#### Data:
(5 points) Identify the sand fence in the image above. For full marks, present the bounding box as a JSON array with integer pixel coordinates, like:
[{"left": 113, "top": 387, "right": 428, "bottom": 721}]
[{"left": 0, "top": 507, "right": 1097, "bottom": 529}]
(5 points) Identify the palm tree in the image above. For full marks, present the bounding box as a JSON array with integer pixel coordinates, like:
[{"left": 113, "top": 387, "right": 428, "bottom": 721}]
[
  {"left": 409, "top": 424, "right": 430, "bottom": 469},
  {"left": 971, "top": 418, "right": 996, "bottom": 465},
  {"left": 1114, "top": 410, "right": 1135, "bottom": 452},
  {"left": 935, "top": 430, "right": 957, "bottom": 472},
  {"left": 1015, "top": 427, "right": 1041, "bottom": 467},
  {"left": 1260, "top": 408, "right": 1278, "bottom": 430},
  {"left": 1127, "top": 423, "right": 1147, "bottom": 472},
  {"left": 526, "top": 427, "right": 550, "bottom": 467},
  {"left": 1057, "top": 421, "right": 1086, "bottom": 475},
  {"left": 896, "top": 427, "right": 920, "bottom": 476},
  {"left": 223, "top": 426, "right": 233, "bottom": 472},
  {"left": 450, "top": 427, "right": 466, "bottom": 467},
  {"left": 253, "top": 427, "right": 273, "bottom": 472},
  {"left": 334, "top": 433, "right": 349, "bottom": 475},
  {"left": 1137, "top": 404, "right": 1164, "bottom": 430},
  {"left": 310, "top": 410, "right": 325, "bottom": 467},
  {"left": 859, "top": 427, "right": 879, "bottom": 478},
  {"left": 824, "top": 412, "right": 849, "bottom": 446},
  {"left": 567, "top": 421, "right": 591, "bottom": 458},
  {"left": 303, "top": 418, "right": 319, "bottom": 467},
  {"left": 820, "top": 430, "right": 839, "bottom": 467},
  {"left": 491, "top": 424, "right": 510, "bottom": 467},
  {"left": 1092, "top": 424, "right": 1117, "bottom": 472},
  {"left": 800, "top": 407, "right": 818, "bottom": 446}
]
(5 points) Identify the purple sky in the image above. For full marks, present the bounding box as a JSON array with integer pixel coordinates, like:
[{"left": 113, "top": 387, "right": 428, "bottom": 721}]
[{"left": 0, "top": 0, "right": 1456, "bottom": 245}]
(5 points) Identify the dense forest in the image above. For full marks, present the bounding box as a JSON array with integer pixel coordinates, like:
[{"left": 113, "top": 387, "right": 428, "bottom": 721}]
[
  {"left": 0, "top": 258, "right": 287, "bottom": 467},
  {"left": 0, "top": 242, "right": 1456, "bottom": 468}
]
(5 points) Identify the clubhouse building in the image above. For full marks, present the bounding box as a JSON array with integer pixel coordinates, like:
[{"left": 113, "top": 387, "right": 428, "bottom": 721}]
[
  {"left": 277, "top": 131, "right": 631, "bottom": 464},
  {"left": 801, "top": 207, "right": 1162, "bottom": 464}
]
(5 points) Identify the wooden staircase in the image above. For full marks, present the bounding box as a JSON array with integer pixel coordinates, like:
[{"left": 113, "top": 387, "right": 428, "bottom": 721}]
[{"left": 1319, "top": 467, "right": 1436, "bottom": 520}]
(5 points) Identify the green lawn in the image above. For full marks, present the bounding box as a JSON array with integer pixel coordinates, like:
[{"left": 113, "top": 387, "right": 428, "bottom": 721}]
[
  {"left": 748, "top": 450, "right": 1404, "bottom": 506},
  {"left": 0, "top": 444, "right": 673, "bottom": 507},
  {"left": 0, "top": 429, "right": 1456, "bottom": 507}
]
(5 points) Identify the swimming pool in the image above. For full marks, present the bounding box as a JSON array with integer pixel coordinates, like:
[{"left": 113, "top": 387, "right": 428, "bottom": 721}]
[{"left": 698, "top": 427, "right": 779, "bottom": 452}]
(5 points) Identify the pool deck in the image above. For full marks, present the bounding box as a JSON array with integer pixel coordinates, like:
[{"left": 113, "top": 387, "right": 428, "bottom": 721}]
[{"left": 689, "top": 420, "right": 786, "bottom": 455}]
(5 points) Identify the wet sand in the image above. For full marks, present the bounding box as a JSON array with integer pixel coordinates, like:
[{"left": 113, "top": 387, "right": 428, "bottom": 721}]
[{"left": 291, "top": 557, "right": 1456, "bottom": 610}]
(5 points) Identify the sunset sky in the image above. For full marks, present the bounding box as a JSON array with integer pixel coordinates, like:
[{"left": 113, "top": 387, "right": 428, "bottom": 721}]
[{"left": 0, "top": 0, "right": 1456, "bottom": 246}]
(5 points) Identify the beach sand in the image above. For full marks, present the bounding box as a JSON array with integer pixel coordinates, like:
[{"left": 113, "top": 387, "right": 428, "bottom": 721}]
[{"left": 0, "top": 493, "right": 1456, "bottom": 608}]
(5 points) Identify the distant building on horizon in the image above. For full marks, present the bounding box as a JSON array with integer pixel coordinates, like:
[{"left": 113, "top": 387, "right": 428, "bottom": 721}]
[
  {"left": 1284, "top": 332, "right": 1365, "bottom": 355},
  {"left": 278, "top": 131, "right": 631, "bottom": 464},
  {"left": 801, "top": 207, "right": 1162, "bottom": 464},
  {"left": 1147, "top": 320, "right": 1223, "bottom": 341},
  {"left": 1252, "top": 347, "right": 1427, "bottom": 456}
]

#### Task brief:
Can you reproduce all of the material above word for word, with no changes?

#### Finished answer:
(5 points) Identify the sand fence in the image above. For full marks, present the bounding box as a JSON array with integer pixel coordinates, like:
[{"left": 113, "top": 387, "right": 428, "bottom": 721}]
[{"left": 0, "top": 507, "right": 1097, "bottom": 529}]
(5 points) Identify the palm tree in the image above. For full marks, present the bounding box as a JSON array with integer pixel coordinates, like:
[{"left": 113, "top": 387, "right": 428, "bottom": 721}]
[
  {"left": 409, "top": 424, "right": 430, "bottom": 469},
  {"left": 971, "top": 418, "right": 996, "bottom": 465},
  {"left": 1114, "top": 410, "right": 1135, "bottom": 452},
  {"left": 935, "top": 430, "right": 957, "bottom": 472},
  {"left": 1015, "top": 427, "right": 1041, "bottom": 467},
  {"left": 1260, "top": 408, "right": 1278, "bottom": 430},
  {"left": 1127, "top": 423, "right": 1147, "bottom": 472},
  {"left": 526, "top": 427, "right": 550, "bottom": 467},
  {"left": 1057, "top": 421, "right": 1086, "bottom": 475},
  {"left": 896, "top": 427, "right": 920, "bottom": 476},
  {"left": 223, "top": 426, "right": 233, "bottom": 472},
  {"left": 450, "top": 427, "right": 466, "bottom": 467},
  {"left": 253, "top": 427, "right": 273, "bottom": 472},
  {"left": 334, "top": 433, "right": 349, "bottom": 475},
  {"left": 1137, "top": 404, "right": 1164, "bottom": 430},
  {"left": 310, "top": 410, "right": 325, "bottom": 467},
  {"left": 859, "top": 427, "right": 879, "bottom": 478},
  {"left": 824, "top": 412, "right": 849, "bottom": 446},
  {"left": 567, "top": 421, "right": 591, "bottom": 458},
  {"left": 303, "top": 418, "right": 319, "bottom": 467},
  {"left": 820, "top": 430, "right": 839, "bottom": 467},
  {"left": 491, "top": 424, "right": 510, "bottom": 467},
  {"left": 1092, "top": 424, "right": 1117, "bottom": 472},
  {"left": 800, "top": 407, "right": 818, "bottom": 446}
]
(5 points) Identify the purple sky in the image above. For full marks, present the bounding box as a JSON array with integer pixel coordinates, like:
[{"left": 113, "top": 387, "right": 428, "bottom": 721}]
[{"left": 0, "top": 0, "right": 1456, "bottom": 245}]
(5 points) Identify the dense forest in the image above. For full marks, present the bounding box as a JSON array with integer pixel coordinates, like:
[{"left": 113, "top": 387, "right": 428, "bottom": 721}]
[
  {"left": 0, "top": 258, "right": 287, "bottom": 467},
  {"left": 0, "top": 242, "right": 1456, "bottom": 468}
]
(5 points) Identify the clubhouse building in the image above. For full marks, present the bounding box as a JSON array with integer pixel coordinates, like:
[{"left": 113, "top": 387, "right": 428, "bottom": 721}]
[
  {"left": 277, "top": 131, "right": 631, "bottom": 464},
  {"left": 801, "top": 207, "right": 1162, "bottom": 464}
]
(5 points) Identify the wooden staircase in the image above. For full marks, present the bounding box as a JSON array with integer pixel coordinates, like:
[{"left": 113, "top": 387, "right": 428, "bottom": 721}]
[{"left": 1319, "top": 467, "right": 1436, "bottom": 520}]
(5 points) Identify the green lawn in the image above. For full marks, present the bounding box as a JSON array with integer pixel coordinates, like:
[{"left": 113, "top": 387, "right": 428, "bottom": 721}]
[
  {"left": 748, "top": 450, "right": 1404, "bottom": 506},
  {"left": 0, "top": 444, "right": 673, "bottom": 507},
  {"left": 0, "top": 429, "right": 1456, "bottom": 507}
]
(5 points) Identify the swimming pool in the image above. For full marks, present the bounding box as a JSON array with integer pixel coordinates, like:
[{"left": 113, "top": 387, "right": 428, "bottom": 721}]
[{"left": 698, "top": 427, "right": 779, "bottom": 452}]
(5 points) Identify the pool deck in the image above. For full marks, present the bounding box as a JSON array with integer pixel coordinates, like:
[{"left": 113, "top": 387, "right": 428, "bottom": 721}]
[{"left": 689, "top": 420, "right": 786, "bottom": 455}]
(5 points) Identify the wet sand in the image above. For full marks, present the bounding box as a JSON array with integer pixel coordinates, like:
[{"left": 113, "top": 387, "right": 428, "bottom": 721}]
[{"left": 291, "top": 557, "right": 1456, "bottom": 610}]
(5 points) Identify the sunset sky in the image above. For full marks, present the bounding box as a JSON array with integer pixel coordinates, like:
[{"left": 113, "top": 387, "right": 428, "bottom": 721}]
[{"left": 0, "top": 0, "right": 1456, "bottom": 246}]
(5 points) Identify the beach sand in the image above. For full marks, present the bounding box as a JSON array with integer pixel coordinates, like:
[{"left": 113, "top": 387, "right": 428, "bottom": 721}]
[{"left": 0, "top": 493, "right": 1456, "bottom": 608}]
(5 points) Identify the distant building on horizon in the image above. For full marks, present the bounding box as a JSON array with integer pixel coordinates, like:
[{"left": 113, "top": 387, "right": 428, "bottom": 721}]
[
  {"left": 1284, "top": 332, "right": 1365, "bottom": 355},
  {"left": 278, "top": 131, "right": 631, "bottom": 464},
  {"left": 801, "top": 207, "right": 1162, "bottom": 464},
  {"left": 1147, "top": 320, "right": 1223, "bottom": 341},
  {"left": 1252, "top": 347, "right": 1427, "bottom": 456}
]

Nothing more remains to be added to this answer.